__Excerpted records__.
================
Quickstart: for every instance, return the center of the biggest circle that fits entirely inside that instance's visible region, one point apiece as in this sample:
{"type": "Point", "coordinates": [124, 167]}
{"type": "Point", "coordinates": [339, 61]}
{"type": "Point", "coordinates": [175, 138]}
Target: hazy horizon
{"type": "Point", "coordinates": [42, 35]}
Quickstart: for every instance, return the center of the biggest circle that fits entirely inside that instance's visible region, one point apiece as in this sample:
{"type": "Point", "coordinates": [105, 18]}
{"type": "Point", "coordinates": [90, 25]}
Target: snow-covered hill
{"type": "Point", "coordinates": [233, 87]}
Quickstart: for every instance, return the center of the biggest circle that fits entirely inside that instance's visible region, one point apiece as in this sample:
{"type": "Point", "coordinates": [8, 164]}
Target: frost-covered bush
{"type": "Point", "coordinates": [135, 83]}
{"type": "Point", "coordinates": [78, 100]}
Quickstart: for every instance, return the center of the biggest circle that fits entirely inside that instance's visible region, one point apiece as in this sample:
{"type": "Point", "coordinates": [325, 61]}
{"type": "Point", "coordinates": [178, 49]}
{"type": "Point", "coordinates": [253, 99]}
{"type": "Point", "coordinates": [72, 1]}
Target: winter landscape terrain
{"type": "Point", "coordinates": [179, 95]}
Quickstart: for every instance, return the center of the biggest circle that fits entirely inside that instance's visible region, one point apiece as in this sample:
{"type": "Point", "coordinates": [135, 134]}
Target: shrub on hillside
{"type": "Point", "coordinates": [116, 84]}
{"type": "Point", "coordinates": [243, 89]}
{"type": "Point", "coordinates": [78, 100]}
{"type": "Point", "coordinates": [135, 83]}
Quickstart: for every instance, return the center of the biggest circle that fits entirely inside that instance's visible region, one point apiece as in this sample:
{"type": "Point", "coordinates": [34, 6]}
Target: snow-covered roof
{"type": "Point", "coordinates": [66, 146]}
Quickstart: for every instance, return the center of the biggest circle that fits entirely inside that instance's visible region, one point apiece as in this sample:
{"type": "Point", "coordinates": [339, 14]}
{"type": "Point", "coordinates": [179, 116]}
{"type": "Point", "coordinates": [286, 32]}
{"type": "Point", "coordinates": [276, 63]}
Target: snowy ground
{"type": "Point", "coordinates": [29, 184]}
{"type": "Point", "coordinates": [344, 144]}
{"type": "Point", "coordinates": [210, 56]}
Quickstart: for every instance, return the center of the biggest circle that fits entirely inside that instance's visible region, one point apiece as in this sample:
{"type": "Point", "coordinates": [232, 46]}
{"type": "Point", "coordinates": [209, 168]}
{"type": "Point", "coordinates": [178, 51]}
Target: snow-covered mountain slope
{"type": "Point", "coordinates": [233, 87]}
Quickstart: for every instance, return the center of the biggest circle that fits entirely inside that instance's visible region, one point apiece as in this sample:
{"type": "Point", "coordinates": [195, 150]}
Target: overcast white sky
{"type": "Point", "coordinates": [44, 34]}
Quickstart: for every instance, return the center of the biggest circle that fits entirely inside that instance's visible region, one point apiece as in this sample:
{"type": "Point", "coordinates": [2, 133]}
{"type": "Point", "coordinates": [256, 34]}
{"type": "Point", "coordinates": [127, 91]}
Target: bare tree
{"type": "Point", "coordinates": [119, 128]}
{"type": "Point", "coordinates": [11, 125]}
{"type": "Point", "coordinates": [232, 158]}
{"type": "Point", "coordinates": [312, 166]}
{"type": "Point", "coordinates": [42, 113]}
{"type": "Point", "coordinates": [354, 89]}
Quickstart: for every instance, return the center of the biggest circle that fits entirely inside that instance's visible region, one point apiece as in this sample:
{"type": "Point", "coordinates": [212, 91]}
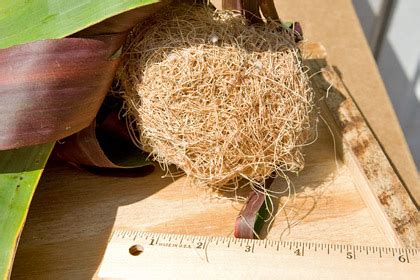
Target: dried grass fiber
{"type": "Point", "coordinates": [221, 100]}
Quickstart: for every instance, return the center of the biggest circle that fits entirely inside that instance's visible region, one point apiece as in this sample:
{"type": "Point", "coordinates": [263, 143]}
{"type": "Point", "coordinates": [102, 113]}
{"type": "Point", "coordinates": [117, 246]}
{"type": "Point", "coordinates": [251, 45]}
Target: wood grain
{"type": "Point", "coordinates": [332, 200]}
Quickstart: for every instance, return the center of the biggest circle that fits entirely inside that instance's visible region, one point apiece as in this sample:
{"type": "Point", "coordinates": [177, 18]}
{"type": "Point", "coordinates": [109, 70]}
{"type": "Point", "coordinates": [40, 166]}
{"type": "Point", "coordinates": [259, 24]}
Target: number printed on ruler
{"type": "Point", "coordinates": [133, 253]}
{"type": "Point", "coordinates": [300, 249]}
================
Repeat each record exactly, with the pictures left out.

__Output of the task__.
Quickstart: for every instance, return the center of the biggest circle that fits entirely inside that instance's visible region, one point apiece as in this sample:
{"type": "Point", "coordinates": [124, 167]}
{"type": "Point", "coordinates": [339, 61]}
{"type": "Point", "coordinates": [175, 138]}
Target: hazy horizon
{"type": "Point", "coordinates": [42, 35]}
Quickstart: for every instance, return the center of the biggest circle that fits entirely inside that instance's visible region, one point apiece as in this sample:
{"type": "Point", "coordinates": [105, 18]}
{"type": "Point", "coordinates": [90, 25]}
Target: snow-covered hill
{"type": "Point", "coordinates": [233, 87]}
Quickstart: for every instance, return the center of the biggest circle that fits entirely inside that instance's visible region, one point apiece as in this sample:
{"type": "Point", "coordinates": [8, 164]}
Target: frost-covered bush
{"type": "Point", "coordinates": [135, 83]}
{"type": "Point", "coordinates": [78, 100]}
Quickstart: for every instance, return the center of the biggest circle that fits entirely inside that instance's visible region, one point apiece as in this sample:
{"type": "Point", "coordinates": [325, 61]}
{"type": "Point", "coordinates": [178, 49]}
{"type": "Point", "coordinates": [253, 99]}
{"type": "Point", "coordinates": [72, 1]}
Target: winter landscape terrain
{"type": "Point", "coordinates": [179, 95]}
Quickstart: for every instance, return the center of the biggest circle that fits entirely inside that instance's visible region, one point apiece as in this sample:
{"type": "Point", "coordinates": [135, 134]}
Target: shrub on hillside
{"type": "Point", "coordinates": [116, 84]}
{"type": "Point", "coordinates": [243, 89]}
{"type": "Point", "coordinates": [78, 100]}
{"type": "Point", "coordinates": [135, 83]}
Quickstart: for every instance, return the center of the biggest circle that fits entirely inside that instance's visible region, one point apiece as in this sample:
{"type": "Point", "coordinates": [34, 6]}
Target: snow-covered roof
{"type": "Point", "coordinates": [66, 146]}
Quickstart: for every instance, return the center of the biggest circle that fits entirely inside that instance's visible region, one point apiece as in this sample:
{"type": "Point", "coordinates": [339, 14]}
{"type": "Point", "coordinates": [179, 116]}
{"type": "Point", "coordinates": [286, 32]}
{"type": "Point", "coordinates": [276, 63]}
Target: snowy ground
{"type": "Point", "coordinates": [29, 184]}
{"type": "Point", "coordinates": [344, 144]}
{"type": "Point", "coordinates": [210, 56]}
Quickstart: for every instance, return the center of the biggest circle that fits entirely inside that instance's visible region, one point apiece as in this sample:
{"type": "Point", "coordinates": [232, 46]}
{"type": "Point", "coordinates": [209, 168]}
{"type": "Point", "coordinates": [178, 51]}
Target: snow-covered mountain slope
{"type": "Point", "coordinates": [233, 87]}
Quickstart: for every instance, return the center of the biggest circle that fits entirely inside that instance's visible region, one point apiece as in this sample:
{"type": "Point", "coordinates": [195, 150]}
Target: overcast white sky
{"type": "Point", "coordinates": [44, 34]}
Quickstart: for every instance, return the center of the biggest circle that fits entirely inside that instance's visible region, one point apiece as in this sample:
{"type": "Point", "coordinates": [2, 133]}
{"type": "Point", "coordinates": [256, 34]}
{"type": "Point", "coordinates": [127, 91]}
Target: bare tree
{"type": "Point", "coordinates": [119, 128]}
{"type": "Point", "coordinates": [11, 125]}
{"type": "Point", "coordinates": [232, 158]}
{"type": "Point", "coordinates": [312, 166]}
{"type": "Point", "coordinates": [42, 113]}
{"type": "Point", "coordinates": [354, 89]}
Quickstart: for every instance, return the center of the biggest circle that fits entirely inside that instance's visible region, one point apiece as in this sample:
{"type": "Point", "coordinates": [212, 91]}
Target: dried grass fiber
{"type": "Point", "coordinates": [221, 100]}
Quickstart: for every instance, return the center of the biggest circle that fits entirely inside that instance's visible region, one point apiece as in this sample:
{"type": "Point", "coordinates": [263, 143]}
{"type": "Point", "coordinates": [102, 113]}
{"type": "Point", "coordinates": [117, 246]}
{"type": "Point", "coordinates": [251, 45]}
Target: wood grain
{"type": "Point", "coordinates": [332, 200]}
Quickstart: for every instance, return the center of the biggest circle that fits entirely inside that instance's visible region, one point apiece as in this sample:
{"type": "Point", "coordinates": [177, 18]}
{"type": "Point", "coordinates": [109, 70]}
{"type": "Point", "coordinates": [40, 166]}
{"type": "Point", "coordinates": [259, 24]}
Target: number printed on ruler
{"type": "Point", "coordinates": [133, 253]}
{"type": "Point", "coordinates": [300, 249]}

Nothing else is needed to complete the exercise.